§ Exercise brief: Write the data below out exactly as it stands. Do not include the pictures.

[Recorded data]
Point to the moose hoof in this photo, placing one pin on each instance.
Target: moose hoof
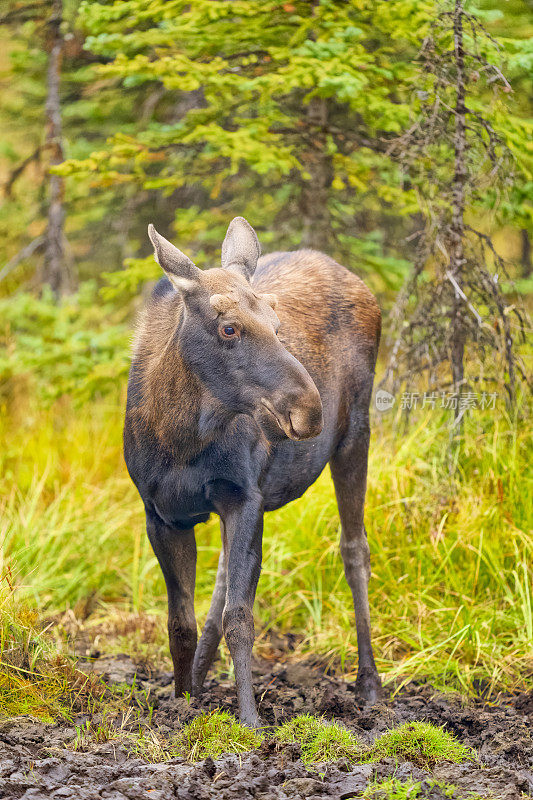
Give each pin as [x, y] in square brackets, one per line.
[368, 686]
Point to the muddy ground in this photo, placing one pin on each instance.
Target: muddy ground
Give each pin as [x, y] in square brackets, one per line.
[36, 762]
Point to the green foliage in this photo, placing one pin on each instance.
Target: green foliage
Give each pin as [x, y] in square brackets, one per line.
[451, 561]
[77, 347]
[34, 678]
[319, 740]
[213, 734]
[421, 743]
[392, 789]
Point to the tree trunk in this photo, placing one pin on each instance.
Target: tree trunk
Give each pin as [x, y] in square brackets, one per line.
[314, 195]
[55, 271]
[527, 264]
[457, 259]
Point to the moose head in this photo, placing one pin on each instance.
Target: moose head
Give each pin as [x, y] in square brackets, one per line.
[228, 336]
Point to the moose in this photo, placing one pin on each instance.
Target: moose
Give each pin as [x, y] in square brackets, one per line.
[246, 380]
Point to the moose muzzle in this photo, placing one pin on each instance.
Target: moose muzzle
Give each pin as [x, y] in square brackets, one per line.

§ Answer section:
Point to the moose hoof in this photo, placing one pin on each instance.
Target: moose hoof
Give each pin as [x, y] in square brackets, one per line.
[368, 686]
Point to the muddy ground in this photo, placing one pin on each instance.
Target: muddy ground
Give each pin as [x, y] in square brackets, one per line.
[36, 762]
Point to the green foliage in this photo, placing one pin on each instance.
Target: green foliage
Give each pin as [x, y] in square brackets, one per line.
[451, 561]
[77, 347]
[34, 678]
[319, 740]
[213, 734]
[421, 743]
[392, 789]
Point to the tree trunk in this photo, placing one pin on each instance.
Target: tree trunk
Give each pin as [x, y] in square brackets, one per line.
[314, 195]
[55, 271]
[527, 264]
[457, 259]
Point to the moose head in this photo, placing one pin on each instance.
Target: moose head
Give each pin as [x, y] in square brackets, one per line.
[228, 336]
Point to the moose in this photo, placing one pin on each instance.
Target: moose
Give each pin as [x, y] in square brackets, one per line.
[246, 380]
Point to the moose muzzle in this photo, placing one pin on each instance.
Target: moose muzzle
Give each pin as [x, y] in square brackets, one per line.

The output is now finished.